> TEXT TO READ:
I would like to offer you a free edit for one chapter. It doesn't have to be the first chapter. A lot can be learned from the edits from one chapter because most writers make the same mistakes over and over. FWIW.


----------



## T. Lee Cook (Dec 27, 2012)

Ed,

There are a lot of new authors feeling the same way. I can relate.

I don't understand it when I see over 100 reviews on an eBook that's only been out a month. I mean most readers like to read...writers like to write. When I see a 2 page 5-star review it baffles me.


----------



## 56139 (Jan 21, 2012)




----------



## T. Lee Cook (Dec 27, 2012)

JanneCO said:


>


I like this. Very cool.


----------



## SEAN H. ROBERTSON (Mar 14, 2011)

This thing is bad- pathetically, hysterically, epically bad. --That's the FIRST review I ever received back in November 2010. Had I thrown in the towel,  I would've passed up 1200+ book sales since then. Publish your works and let the readers (not the critics) decide your authoring fate.


----------



## Andrew Ashling (Nov 15, 2010)

Yep. What the others said. If you love writing, don't give up. You'll get better but heaven forbid you'll ever be completely satisfied.

> WHAT YOU NEED TO DO:
1) In the forum thread, when did Sean H. Robertson receive his first review?
2) Rewrite the paragraph of the forum thread that begins "This thing is bad" in two or three shorter sentences, keeping its main facts.
None of the tasks here involve the lines on this page.

> PROVIDED MATERIAL:
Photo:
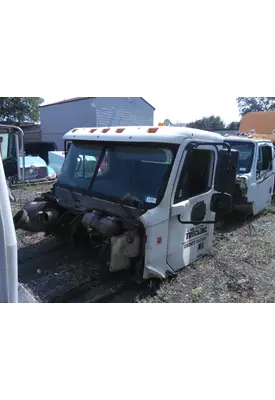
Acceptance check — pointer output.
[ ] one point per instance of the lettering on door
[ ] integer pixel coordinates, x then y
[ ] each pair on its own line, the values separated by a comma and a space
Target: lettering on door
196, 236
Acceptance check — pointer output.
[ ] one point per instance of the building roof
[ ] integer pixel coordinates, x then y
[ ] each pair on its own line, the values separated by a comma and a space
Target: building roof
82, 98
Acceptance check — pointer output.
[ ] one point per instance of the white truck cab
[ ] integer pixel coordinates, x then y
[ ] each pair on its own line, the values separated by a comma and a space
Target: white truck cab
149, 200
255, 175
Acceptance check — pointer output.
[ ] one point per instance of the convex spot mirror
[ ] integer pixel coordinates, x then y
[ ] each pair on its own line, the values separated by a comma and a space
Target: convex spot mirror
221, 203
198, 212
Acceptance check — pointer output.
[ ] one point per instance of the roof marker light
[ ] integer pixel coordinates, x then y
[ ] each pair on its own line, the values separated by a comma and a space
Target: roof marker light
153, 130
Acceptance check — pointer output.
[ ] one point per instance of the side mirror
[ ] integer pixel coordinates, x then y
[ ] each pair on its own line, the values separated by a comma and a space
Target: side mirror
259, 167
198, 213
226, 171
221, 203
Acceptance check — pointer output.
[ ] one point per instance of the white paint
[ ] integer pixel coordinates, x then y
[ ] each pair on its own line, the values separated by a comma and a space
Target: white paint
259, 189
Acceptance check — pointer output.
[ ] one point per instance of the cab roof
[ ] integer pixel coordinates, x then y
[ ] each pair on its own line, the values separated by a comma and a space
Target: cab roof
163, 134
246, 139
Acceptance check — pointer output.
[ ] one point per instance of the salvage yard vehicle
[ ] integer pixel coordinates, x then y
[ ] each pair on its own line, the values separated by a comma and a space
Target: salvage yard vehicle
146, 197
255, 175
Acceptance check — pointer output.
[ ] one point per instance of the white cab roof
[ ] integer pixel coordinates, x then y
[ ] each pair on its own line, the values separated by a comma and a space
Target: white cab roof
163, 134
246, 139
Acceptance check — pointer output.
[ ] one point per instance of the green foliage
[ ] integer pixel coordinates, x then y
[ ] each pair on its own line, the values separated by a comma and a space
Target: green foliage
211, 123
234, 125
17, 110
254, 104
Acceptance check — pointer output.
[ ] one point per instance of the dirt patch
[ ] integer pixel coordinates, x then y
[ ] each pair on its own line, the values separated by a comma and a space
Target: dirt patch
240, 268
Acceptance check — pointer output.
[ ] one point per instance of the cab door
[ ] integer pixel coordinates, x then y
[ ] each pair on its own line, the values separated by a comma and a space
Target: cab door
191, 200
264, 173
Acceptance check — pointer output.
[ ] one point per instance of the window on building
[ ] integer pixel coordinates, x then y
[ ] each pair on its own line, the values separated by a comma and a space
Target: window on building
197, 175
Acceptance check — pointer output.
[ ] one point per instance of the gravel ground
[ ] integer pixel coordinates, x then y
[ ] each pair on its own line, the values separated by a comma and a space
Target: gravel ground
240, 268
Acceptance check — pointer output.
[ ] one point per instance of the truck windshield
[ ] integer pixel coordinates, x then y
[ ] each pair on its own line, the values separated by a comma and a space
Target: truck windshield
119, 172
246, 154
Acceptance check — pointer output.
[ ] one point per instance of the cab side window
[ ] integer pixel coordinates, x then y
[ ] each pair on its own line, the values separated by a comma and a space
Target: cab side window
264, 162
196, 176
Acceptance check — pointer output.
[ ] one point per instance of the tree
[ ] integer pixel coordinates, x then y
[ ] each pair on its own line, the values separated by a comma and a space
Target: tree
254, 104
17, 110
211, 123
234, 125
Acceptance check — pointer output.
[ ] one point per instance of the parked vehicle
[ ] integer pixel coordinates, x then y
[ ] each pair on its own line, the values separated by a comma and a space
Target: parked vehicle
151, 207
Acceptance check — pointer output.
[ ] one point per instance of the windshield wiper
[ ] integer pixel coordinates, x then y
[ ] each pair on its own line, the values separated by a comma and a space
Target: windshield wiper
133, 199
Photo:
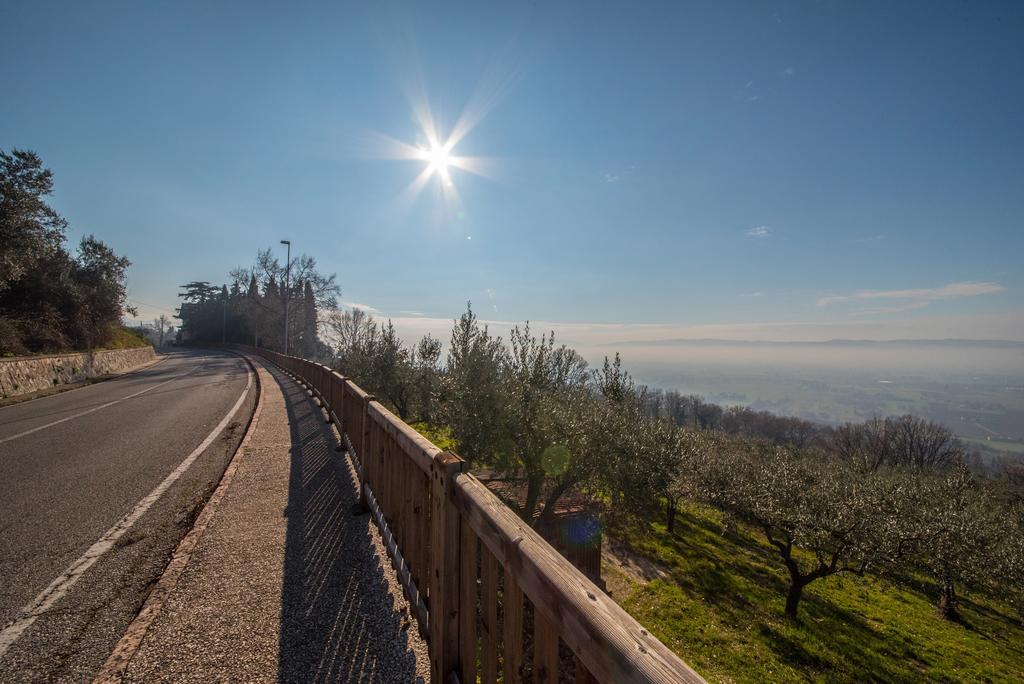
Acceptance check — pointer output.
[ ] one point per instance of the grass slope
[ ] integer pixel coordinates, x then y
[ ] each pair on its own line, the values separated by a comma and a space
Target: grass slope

> SOLUTIONS BY TASK:
1) In November 2010.

2) My first review, received in November 2010, called the book pathetically, hysterically, epically bad. If I had quit then, I would have missed more than 1200 sales since. Publish your work and let readers, not critics, decide your fate as an author.